I debugged the code and found that in Transform class, MaskXmlInvalidCharacters function escapes the valid Korean and Chinese characters as "?" characters because it thinks they are invalid XML unicode characters, its basically the following array defined in Transform class which is creating the problem:

private static Regex INVALIDCHARS=new Regex(@"[^\x09\x0A\x0D\x20-\xFF\u00FF-\u07FF\uE000-\uFFFD]",RegexOptions.Compiled);

Could anybody suggest a possible workaround for this? If I bypass the masking step, the message appears correctly in the log file. Or, is this a bug which should be solved in a certain manner?

One more issue that I am facing is that we had included the log4net dll long time back in our sources as a reference.
Now, if I try to rebuild the dll from the log4net sources and try replacing it with the older dll, our sources doesn't get built and the following compiler error is thrown:

Error     796       Unknown build error, 'The located assembly's manifest definition does not match the assembly reference. (Exception from HRESULT: 0x80131040)'

I have tried the following things:
1.Building log4net sources with VS2005 and keeping the conditional compilation sysmbols as NET;NET_2_0 as well as NET;NET_1_0
2.Building log4net sources with VS2008 and keeping the target framework as 3.5
But nothing seems to work.

The old log4net dll seems to have been built on VS2005 with conditional compilation sysmbols as NET;NET_2_0 and our sources are built using VS 2008 using target framework as 3.5.

What is it that I might be doing wrong? Initially I was getting errors related to strong names but I resolved it by generating the .snk file as mentioned on the Apache website and signing the dll.

Please help.

Regards,
Mayank








Re: Issues with Korean/Chinese locales in XmlLayout...

Posted by Curt Arnold <ca...@apache.org>.
There were several issues with the log4j XMLLayout that have been  
addressed in the last few years.  It is very likely that these same  
issues were inherited by log4net.

See the following bugs:

http://issues.apache.org/bugzilla/show_bug.cgi?id=35691
http://issues.apache.org/bugzilla/show_bug.cgi?id=34875
http://issues.apache.org/bugzilla/show_bug.cgi?id=43078

Trying to pre-escape the message to work around the issue with  
XMLLayout is an undesirable kludge.

Part of the issue is that the architecture tries to split XML  
serialization half way with a XML document to character string  
conversion (XMLLayout) and a character string to byte stream  
(character set encoding) when the right way would be to have a XML  
document to byte stream converter.  Since the XMLLayout may need to  
escape characters that can not be represented in the current code  
page.  The only consistent way of making sure that the output of  
XMLLayout is properly rendered is to escape character entities (for  
example: &#x6FE;) but US-ASCII characters.

These changes might be helpful:

svn diff -r311427:HEAD http://svn.apache.org/repos/asf/logging/log4j/trunk/src/main/java/org/apache/log4j/xml/XMLLayout.java
svn diff -r311427:HEAD http://svn.apache.org/repos/asf/logging/log4j/trunk/src/main/java/org/apache/log4j/helpers/Transform.java


RE: Issues with Korean/Chinese locales in XmlLayout...

Posted by Nick Durcholz <ND...@e-farmcredit.com>.
1) I'm not quite sure if I fully understand what is going on here; is the layout class you are using stripping off the leading ampersand?

- _Stored records_:
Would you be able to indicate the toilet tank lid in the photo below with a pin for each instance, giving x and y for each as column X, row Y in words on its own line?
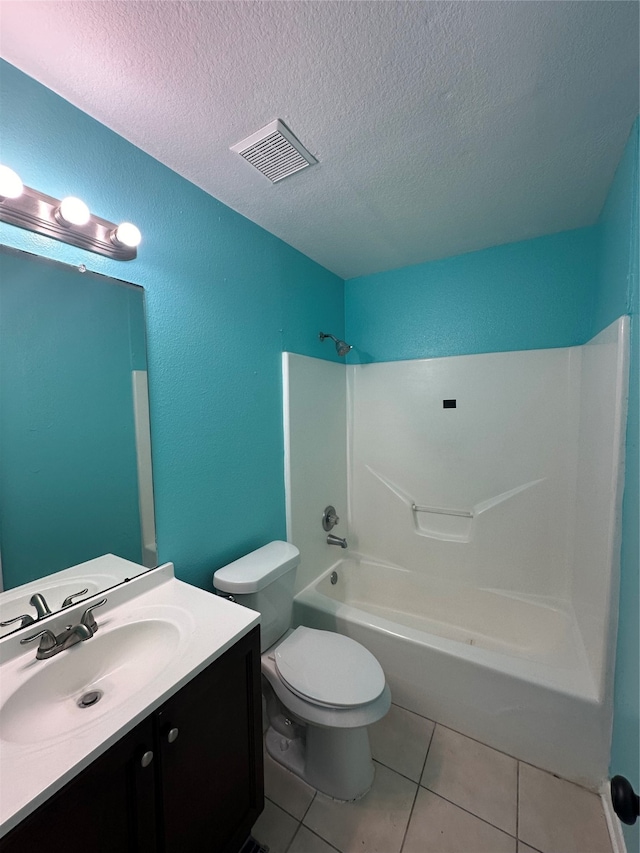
column 256, row 570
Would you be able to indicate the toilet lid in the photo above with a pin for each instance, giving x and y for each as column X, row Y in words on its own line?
column 329, row 668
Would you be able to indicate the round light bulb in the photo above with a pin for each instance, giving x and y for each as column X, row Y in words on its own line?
column 127, row 234
column 10, row 184
column 74, row 211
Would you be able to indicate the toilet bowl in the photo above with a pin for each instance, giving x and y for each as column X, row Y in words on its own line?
column 322, row 689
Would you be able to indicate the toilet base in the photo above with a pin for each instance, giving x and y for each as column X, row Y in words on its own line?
column 336, row 762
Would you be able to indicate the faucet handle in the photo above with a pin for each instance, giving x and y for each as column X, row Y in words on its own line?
column 47, row 642
column 69, row 599
column 88, row 619
column 24, row 620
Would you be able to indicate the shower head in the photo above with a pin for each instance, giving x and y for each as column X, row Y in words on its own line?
column 342, row 347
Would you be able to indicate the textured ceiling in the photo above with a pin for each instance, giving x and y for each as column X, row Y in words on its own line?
column 440, row 127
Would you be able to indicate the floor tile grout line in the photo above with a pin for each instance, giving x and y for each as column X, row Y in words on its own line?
column 518, row 800
column 406, row 829
column 482, row 743
column 317, row 835
column 462, row 808
column 311, row 802
column 404, row 775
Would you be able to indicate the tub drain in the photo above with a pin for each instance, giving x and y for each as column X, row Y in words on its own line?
column 90, row 698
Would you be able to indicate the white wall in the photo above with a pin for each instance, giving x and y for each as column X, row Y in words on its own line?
column 315, row 426
column 532, row 449
column 598, row 494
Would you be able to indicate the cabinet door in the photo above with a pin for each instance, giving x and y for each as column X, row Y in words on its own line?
column 210, row 773
column 108, row 807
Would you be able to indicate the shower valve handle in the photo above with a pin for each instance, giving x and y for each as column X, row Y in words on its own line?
column 329, row 518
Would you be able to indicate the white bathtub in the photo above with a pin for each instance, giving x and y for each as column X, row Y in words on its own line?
column 508, row 670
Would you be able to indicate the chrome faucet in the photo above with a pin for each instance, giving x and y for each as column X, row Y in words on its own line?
column 52, row 644
column 42, row 609
column 39, row 602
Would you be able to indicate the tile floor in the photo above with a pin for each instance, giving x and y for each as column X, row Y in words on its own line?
column 435, row 791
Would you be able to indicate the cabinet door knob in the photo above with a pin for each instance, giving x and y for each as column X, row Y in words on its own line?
column 147, row 758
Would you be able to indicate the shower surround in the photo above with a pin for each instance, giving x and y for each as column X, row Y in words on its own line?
column 483, row 497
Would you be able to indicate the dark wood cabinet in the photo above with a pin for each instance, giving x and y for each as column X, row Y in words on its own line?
column 202, row 789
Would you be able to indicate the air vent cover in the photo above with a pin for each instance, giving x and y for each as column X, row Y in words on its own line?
column 275, row 151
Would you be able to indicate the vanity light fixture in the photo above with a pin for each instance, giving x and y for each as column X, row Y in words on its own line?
column 69, row 220
column 72, row 211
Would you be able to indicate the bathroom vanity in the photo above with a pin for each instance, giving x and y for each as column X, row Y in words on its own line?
column 172, row 764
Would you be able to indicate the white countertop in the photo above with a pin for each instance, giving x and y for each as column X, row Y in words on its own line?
column 30, row 772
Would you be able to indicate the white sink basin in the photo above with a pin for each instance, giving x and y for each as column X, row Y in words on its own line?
column 115, row 663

- _Problem set_:
- a) Please list every bug report link cited in the log4net thread.
- b) Translate this sentence from the log4net thread into Spanish: "Trying to pre-escape the message to work around the issue with XMLLayout is an undesirable kludge."
- c) In the log4net thread, which function turns valid Korean and Chinese characters into "?" characters?
The entries come from a different source than the log4net thread.

- _Answers_:
- a)
http://issues.apache.org/bugzilla/show_bug.cgi?id=35691
http://issues.apache.org/bugzilla/show_bug.cgi?id=34875
http://issues.apache.org/bugzilla/show_bug.cgi?id=43078

- b) Intentar escapar previamente el mensaje para sortear el problema con XMLLayout es un apaño poco deseable.

- c) MaskXmlInvalidCharacters, in the Transform class.